Problem statement >> Every line of the material below must be repeated exactly.

** Begin Records supplied **

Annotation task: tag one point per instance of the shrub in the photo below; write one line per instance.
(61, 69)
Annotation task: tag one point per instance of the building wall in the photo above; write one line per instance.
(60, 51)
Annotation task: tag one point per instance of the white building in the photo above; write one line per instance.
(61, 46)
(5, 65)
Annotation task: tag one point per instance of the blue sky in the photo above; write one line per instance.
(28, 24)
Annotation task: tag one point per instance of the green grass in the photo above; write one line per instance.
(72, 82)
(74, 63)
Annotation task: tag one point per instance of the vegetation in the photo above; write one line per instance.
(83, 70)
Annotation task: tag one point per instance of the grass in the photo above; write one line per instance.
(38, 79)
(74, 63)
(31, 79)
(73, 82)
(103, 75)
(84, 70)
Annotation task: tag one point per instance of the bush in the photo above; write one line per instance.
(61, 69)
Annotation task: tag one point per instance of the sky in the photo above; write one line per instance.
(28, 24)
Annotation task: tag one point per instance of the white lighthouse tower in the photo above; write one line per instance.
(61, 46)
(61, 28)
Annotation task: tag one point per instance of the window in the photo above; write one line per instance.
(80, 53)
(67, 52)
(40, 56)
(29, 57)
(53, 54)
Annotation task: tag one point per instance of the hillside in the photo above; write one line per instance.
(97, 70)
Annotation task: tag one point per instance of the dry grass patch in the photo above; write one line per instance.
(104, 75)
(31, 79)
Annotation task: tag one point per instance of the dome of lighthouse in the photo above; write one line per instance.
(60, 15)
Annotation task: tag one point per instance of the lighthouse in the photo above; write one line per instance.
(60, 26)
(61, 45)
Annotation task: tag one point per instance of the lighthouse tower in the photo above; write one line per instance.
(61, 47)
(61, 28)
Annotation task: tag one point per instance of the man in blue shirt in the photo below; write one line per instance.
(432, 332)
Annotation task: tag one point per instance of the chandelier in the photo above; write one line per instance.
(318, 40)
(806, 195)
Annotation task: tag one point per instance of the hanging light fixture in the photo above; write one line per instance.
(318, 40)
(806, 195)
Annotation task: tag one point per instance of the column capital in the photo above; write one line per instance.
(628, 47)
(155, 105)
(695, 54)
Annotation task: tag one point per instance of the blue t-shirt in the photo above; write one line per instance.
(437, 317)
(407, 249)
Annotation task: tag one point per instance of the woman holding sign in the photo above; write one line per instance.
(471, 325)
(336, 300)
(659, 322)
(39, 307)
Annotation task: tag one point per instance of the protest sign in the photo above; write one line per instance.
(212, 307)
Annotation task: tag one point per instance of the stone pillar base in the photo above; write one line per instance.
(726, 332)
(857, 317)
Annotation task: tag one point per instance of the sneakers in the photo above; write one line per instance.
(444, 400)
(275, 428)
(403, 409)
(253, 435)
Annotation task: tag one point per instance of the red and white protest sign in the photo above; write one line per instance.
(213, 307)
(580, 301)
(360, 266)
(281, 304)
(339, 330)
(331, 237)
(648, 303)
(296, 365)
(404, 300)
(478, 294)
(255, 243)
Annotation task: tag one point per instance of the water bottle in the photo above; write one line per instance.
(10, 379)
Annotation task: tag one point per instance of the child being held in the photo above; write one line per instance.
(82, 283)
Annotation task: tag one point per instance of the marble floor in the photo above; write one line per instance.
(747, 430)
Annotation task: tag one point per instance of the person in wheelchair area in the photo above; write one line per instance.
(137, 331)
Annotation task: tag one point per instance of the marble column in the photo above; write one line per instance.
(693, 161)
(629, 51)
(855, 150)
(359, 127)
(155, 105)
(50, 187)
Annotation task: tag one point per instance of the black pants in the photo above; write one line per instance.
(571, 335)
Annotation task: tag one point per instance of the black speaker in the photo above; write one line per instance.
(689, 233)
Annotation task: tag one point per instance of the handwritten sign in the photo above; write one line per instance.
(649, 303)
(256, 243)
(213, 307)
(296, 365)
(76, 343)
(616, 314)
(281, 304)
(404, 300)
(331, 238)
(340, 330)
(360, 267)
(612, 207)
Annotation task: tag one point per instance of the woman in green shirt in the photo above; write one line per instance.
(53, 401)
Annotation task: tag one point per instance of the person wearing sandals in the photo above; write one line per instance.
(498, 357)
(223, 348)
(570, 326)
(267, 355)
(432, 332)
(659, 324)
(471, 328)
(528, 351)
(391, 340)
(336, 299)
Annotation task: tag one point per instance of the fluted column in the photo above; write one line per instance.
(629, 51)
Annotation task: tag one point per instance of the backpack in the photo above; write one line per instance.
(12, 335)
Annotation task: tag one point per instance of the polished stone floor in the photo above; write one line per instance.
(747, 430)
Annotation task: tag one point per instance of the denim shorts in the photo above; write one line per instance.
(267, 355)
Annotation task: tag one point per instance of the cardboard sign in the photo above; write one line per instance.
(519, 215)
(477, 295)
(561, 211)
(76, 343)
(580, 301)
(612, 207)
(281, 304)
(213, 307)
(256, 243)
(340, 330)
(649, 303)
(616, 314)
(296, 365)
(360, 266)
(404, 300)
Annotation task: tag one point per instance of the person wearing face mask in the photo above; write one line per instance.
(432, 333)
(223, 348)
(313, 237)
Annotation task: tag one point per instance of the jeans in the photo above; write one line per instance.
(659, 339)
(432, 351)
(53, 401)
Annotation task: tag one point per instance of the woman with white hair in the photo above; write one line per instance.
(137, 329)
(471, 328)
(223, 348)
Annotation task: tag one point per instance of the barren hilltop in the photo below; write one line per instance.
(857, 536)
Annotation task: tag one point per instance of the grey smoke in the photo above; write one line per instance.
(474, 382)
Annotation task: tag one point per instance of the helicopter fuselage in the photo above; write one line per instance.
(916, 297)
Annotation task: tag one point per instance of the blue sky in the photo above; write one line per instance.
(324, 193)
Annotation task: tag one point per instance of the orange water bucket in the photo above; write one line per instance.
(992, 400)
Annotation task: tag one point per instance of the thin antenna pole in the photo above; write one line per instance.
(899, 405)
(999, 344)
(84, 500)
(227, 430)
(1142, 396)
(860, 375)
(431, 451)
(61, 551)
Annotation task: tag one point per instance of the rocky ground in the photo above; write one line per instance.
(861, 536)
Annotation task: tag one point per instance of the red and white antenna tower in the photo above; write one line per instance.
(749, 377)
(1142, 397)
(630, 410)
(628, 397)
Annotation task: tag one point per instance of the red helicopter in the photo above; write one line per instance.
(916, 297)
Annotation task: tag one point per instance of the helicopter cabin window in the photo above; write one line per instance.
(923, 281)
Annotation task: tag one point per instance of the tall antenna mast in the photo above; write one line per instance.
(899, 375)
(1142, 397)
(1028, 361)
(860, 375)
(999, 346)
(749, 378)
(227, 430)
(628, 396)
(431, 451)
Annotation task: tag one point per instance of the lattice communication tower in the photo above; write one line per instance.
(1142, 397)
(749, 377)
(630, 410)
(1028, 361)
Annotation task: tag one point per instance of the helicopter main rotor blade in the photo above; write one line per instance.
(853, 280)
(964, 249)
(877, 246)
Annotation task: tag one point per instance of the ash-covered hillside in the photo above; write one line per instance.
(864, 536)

** End Records supplied **

Output for this exercise >>
Annotation task: tag one point per instance of the shrub in the photo below; write one line per instance.
(61, 69)
Annotation task: tag one point per instance of the building wall in the photo above; write one line per instance.
(60, 51)
Annotation task: tag one point per instance of the white building in the photo above; write one line per instance.
(61, 46)
(5, 65)
Annotation task: tag one point per instance of the blue sky in the photo above; write one line per instance.
(28, 24)
Annotation task: tag one point per instance of the green grass in the photo above; write one line per instance.
(72, 82)
(74, 63)
Annotation task: tag one point per instance of the vegetation in the photo above; write one line per instance.
(83, 70)
Annotation task: tag one point per instance of the grass in the photo above; write one line per instance.
(38, 79)
(74, 63)
(31, 79)
(73, 82)
(103, 75)
(84, 70)
Annotation task: tag one point per instance of the bush in the photo above; write one line per instance.
(61, 69)
Annotation task: tag one point per instance of the sky in the photo above; write one line per instance.
(28, 24)
Annotation task: tag one point per instance of the white lighthouse tower in the photo above; write one line per instance.
(61, 46)
(61, 28)
Annotation task: tag one point per instance of the window in the photo above; write one line per instance.
(80, 53)
(67, 52)
(40, 56)
(29, 57)
(53, 54)
Annotation task: tag one point per instance of the hillside in the photo above; write one line per instance.
(97, 70)
Annotation task: tag one point per instance of the dry grass patch in the photo above; write one line per instance.
(104, 75)
(31, 79)
Annotation task: tag one point per instance of the dome of lighthouse in the photo above; write one line per instance.
(60, 15)
Annotation task: tag one point per instance of the lighthouse in the photo above; write one line per instance.
(60, 26)
(61, 45)
Annotation task: tag one point per instance of the lighthouse tower in the photo above; write one line per instance.
(61, 47)
(61, 28)
Annotation task: tag one point per instance of the man in blue shirt in the photo below; write one line per instance.
(432, 332)
Annotation task: tag one point per instance of the chandelier in the photo above; write one line per instance.
(318, 40)
(806, 195)
Annotation task: tag one point per instance of the hanging light fixture in the photo above; write one line per instance.
(318, 40)
(806, 195)
Annotation task: tag one point per instance of the column capital in the photo above; write one line per instance.
(628, 47)
(155, 105)
(695, 54)
Annotation task: tag one point per instance of the blue t-shirt in the photo above; write one line per instance.
(437, 317)
(407, 249)
Annotation task: tag one point per instance of the woman holding sign in the photo above; write one line per instance.
(471, 325)
(336, 300)
(659, 322)
(39, 307)
Annotation task: tag one point per instance of the protest sign in the photo above; write one line per instance.
(212, 307)
Annotation task: tag one point per instance of the stone pillar base in the photo above; write one line per instance.
(726, 332)
(857, 317)
Annotation task: tag one point per instance of the sneakers in the photo above; write one line per instance.
(444, 400)
(275, 428)
(403, 409)
(253, 435)
Annotation task: tag one point per instance of the red and white protest sign in the photo above; write one line per instance.
(213, 307)
(580, 301)
(360, 266)
(281, 304)
(339, 330)
(331, 237)
(648, 303)
(296, 365)
(404, 300)
(478, 294)
(255, 243)
Annotation task: tag one point per instance of the water bottle in the photo above; write one line per instance.
(10, 379)
Annotation task: tag one point per instance of the child being held in the photo above; write one line per instance.
(82, 283)
Annotation task: tag one point per instance of the marble floor in the photo above; write one line per instance.
(747, 430)
Annotation task: tag one point per instance of the person in wheelchair area in the photo above; write one line per instance.
(137, 331)
Annotation task: tag one point per instance of the marble column in the photo above; write one line per instance.
(693, 161)
(629, 51)
(855, 150)
(359, 127)
(155, 105)
(50, 187)
Annotation task: tag one point per instance of the black pants in the photo above; write one line per instance.
(571, 335)
Annotation task: tag one point per instance of the black speaker in the photo above; write one line per instance.
(689, 233)
Annotation task: tag one point per instance of the handwritten sign in the photo above; write one line per instance.
(649, 303)
(256, 243)
(213, 307)
(296, 365)
(76, 343)
(616, 314)
(281, 304)
(404, 300)
(331, 238)
(340, 330)
(360, 267)
(612, 207)
Annotation task: tag one point per instance of the woman in green shirt in the photo above; write one line per instance.
(53, 401)
Annotation task: tag one point per instance of the person wearing sandals in the photo above; write one line per instance.
(498, 357)
(223, 348)
(570, 326)
(267, 355)
(432, 332)
(659, 324)
(471, 328)
(528, 351)
(391, 340)
(336, 299)
Annotation task: tag one point per instance of the fluted column in the photo above; write one line per instance.
(629, 51)
Annotation task: tag one point per instance of the backpack in the photo above; write one line per instance.
(12, 335)
Annotation task: tag one point per instance of the polished stone floor in the photo above; write one line per instance.
(747, 430)
Annotation task: tag one point per instance of the denim shorts in the photo above; write one line per instance.
(267, 355)
Annotation task: tag one point per instance of the cardboard sign in the photo above; write one line per instance.
(519, 215)
(477, 295)
(561, 211)
(76, 343)
(580, 301)
(612, 207)
(281, 304)
(213, 307)
(256, 243)
(340, 330)
(649, 303)
(616, 314)
(296, 365)
(360, 266)
(404, 300)
Annotation task: tag one point per instance of the person wearing face mask in the photo above; write one line per instance.
(432, 333)
(223, 348)
(313, 237)
Annotation task: tag one point per instance of the jeans in the photo above; write one line per instance.
(659, 339)
(432, 351)
(53, 401)
Annotation task: tag one point per instance of the woman with white hair in the photo above; write one line per instance.
(137, 329)
(471, 328)
(223, 348)
Annotation task: tag one point per instance of the barren hilltop in the photo below; write one line per instance.
(857, 536)
Annotation task: tag one point per instance of the grey smoke in the photo above; write one line per instance.
(474, 382)
Annotation task: tag one point per instance of the helicopter fuselage in the photo above; write one line per instance.
(916, 297)
Annotation task: tag one point per instance of the blue sky in the photo above; write one line per instance.
(324, 193)
Annotation task: tag one point per instance of the orange water bucket in the photo above; write one line per instance.
(992, 400)
Annotation task: tag one point per instance of the thin antenna pole in the photo above; write one line per instance.
(899, 405)
(999, 344)
(84, 500)
(227, 430)
(1142, 396)
(860, 375)
(431, 451)
(61, 551)
Annotation task: tag one point per instance of the rocky ground in the photo above; write one line per instance.
(861, 536)
Annotation task: tag one point per instance of the red and white antenna tower in the photo above; write one line per instance.
(749, 377)
(1142, 397)
(630, 410)
(628, 397)
Annotation task: tag one point per instance of the red helicopter in the photo above; write one line per instance.
(916, 297)
Annotation task: tag one point per instance of the helicopter cabin window in the photo above; write one line per instance.
(923, 281)
Annotation task: tag one point per instance of the tall antenna mast in the photo above; write one line per instance.
(899, 375)
(1142, 397)
(1028, 361)
(860, 375)
(999, 346)
(749, 378)
(227, 430)
(628, 396)
(431, 451)
Annotation task: tag one point per instance of the lattice communication tower in the photo above; write one line per instance.
(1142, 397)
(749, 377)
(630, 410)
(1028, 361)
Annotation task: tag one point per instance of the helicopter main rotor blade in the photo above; write one line per instance.
(853, 280)
(964, 249)
(877, 246)
Annotation task: tag one point per instance of the ash-covered hillside in the photo above; write one line per instance.
(864, 536)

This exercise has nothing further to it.